▶ [TASK TO COMPLETE]: Please write out everything from the start of the material down to the line containing "[[327, 205]]", that line and the requests included, shifting every coordinate in the answers by adding -112 to it. Leave the pictures out of your answer.

▶ [SOURCE DATA]:
· · · · · · ·

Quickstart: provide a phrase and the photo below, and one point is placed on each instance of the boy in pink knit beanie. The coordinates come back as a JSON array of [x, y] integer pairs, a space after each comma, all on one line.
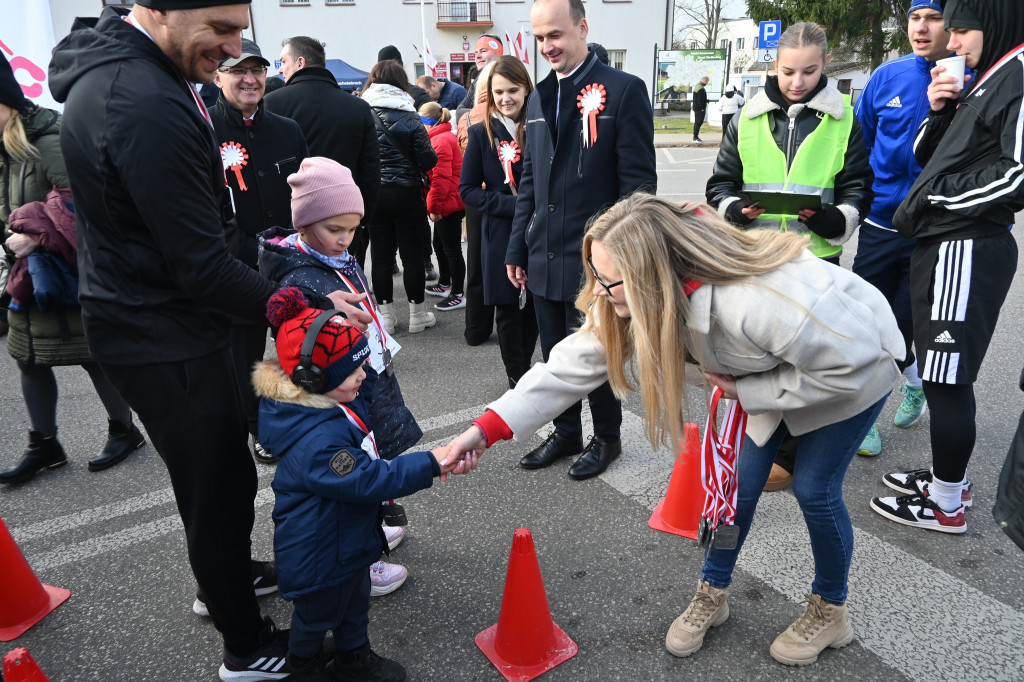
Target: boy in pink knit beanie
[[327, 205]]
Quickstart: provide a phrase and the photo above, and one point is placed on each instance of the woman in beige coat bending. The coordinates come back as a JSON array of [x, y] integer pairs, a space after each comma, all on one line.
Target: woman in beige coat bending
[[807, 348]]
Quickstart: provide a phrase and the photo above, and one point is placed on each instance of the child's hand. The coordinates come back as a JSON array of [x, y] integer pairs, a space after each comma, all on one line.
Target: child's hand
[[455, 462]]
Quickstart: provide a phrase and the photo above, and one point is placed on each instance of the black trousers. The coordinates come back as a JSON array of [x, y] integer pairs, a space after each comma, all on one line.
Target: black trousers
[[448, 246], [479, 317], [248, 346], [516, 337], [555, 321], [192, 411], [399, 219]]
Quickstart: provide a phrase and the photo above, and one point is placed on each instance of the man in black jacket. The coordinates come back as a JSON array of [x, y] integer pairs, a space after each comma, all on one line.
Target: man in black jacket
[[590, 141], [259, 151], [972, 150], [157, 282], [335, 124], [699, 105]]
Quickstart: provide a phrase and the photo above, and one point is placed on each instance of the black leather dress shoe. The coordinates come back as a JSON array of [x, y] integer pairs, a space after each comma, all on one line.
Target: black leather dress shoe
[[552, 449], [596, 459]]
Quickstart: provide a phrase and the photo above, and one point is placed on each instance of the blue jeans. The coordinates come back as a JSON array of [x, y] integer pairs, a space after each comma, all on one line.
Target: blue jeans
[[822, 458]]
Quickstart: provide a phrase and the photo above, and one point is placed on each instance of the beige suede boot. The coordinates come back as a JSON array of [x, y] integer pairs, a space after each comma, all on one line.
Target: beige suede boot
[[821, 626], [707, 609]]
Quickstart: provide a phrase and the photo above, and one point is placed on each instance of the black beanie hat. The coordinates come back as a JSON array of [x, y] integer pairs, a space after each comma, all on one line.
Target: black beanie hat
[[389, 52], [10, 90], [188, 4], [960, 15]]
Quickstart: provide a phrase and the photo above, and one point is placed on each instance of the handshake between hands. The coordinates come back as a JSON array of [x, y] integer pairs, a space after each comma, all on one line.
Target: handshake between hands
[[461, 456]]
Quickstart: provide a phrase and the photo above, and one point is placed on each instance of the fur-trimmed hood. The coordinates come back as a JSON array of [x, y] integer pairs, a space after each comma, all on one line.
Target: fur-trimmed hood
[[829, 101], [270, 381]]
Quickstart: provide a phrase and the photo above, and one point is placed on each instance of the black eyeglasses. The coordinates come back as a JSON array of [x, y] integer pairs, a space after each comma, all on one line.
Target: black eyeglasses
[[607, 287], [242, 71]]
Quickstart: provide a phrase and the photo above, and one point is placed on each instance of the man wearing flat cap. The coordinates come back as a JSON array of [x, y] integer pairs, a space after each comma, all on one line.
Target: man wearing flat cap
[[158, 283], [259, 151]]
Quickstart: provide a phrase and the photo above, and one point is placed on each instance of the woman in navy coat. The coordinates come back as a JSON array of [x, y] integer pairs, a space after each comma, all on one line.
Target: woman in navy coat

· · · · · · ·

▶ [PROBLEM SOLUTION]:
Quickstart: provide a phrase and the photo below, and one point is placed on each instance of the boy in pink knit beanie. The coordinates come back as a JSON array of [x, y] integer pairs, a space after each comma, all on one line.
Target: boy in pink knit beanie
[[215, 93]]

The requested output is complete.